WHAT YOU NEED TO DO: Rename "shirt collar" to "coat lapel" everywhere in the entries below, keeping every other part of the lines the same.

Outline annotation entries:
● ● ● ●
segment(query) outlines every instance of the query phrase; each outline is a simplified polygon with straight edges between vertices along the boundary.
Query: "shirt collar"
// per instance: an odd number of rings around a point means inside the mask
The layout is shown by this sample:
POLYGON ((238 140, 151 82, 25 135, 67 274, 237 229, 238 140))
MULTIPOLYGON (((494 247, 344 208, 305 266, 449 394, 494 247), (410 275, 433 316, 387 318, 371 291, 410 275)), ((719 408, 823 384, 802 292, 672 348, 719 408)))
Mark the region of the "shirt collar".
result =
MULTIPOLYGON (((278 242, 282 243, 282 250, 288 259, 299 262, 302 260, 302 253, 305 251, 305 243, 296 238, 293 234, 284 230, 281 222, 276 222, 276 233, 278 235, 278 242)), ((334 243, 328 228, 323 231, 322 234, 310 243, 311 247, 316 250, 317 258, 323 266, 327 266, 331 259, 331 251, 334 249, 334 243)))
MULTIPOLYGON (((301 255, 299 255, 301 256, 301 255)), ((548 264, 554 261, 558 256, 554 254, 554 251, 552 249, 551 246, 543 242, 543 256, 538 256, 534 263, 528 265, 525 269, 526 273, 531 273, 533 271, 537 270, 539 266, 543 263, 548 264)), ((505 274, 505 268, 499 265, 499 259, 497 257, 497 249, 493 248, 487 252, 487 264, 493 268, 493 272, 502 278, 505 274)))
● ● ● ●
OUTPUT OF THE EXERCISE:
segment(query) outlines every instance of the query phrase; each outline is a simplified polygon with straight edges between vertices along the boundary.
Query: "coat lapel"
// per instance: an odd number of rings around a point means inside the mask
The layout is shown by this sample:
POLYGON ((238 140, 151 82, 25 135, 67 274, 237 229, 238 140))
MULTIPOLYGON (((494 247, 344 208, 305 266, 449 394, 494 247), (410 275, 433 316, 387 318, 371 291, 410 275)), ((719 408, 823 384, 802 292, 672 348, 719 408)))
Mark the region of the "coat lapel".
result =
MULTIPOLYGON (((278 242, 282 243, 282 250, 288 259, 299 262, 302 260, 302 253, 305 251, 305 243, 296 238, 293 234, 284 230, 281 222, 276 222, 276 233, 278 235, 278 242)), ((334 243, 328 228, 323 231, 322 234, 310 243, 311 247, 316 250, 317 258, 323 266, 327 266, 331 259, 331 251, 334 249, 334 243)))
MULTIPOLYGON (((301 255, 299 255, 301 256, 301 255)), ((548 264, 554 261, 558 256, 554 254, 554 251, 552 249, 551 246, 543 242, 543 256, 538 256, 534 263, 528 265, 525 269, 526 273, 531 273, 533 271, 537 270, 539 266, 543 263, 548 264)), ((505 274, 505 268, 499 265, 499 259, 497 257, 497 249, 493 248, 487 252, 487 264, 493 268, 493 272, 502 278, 505 274)))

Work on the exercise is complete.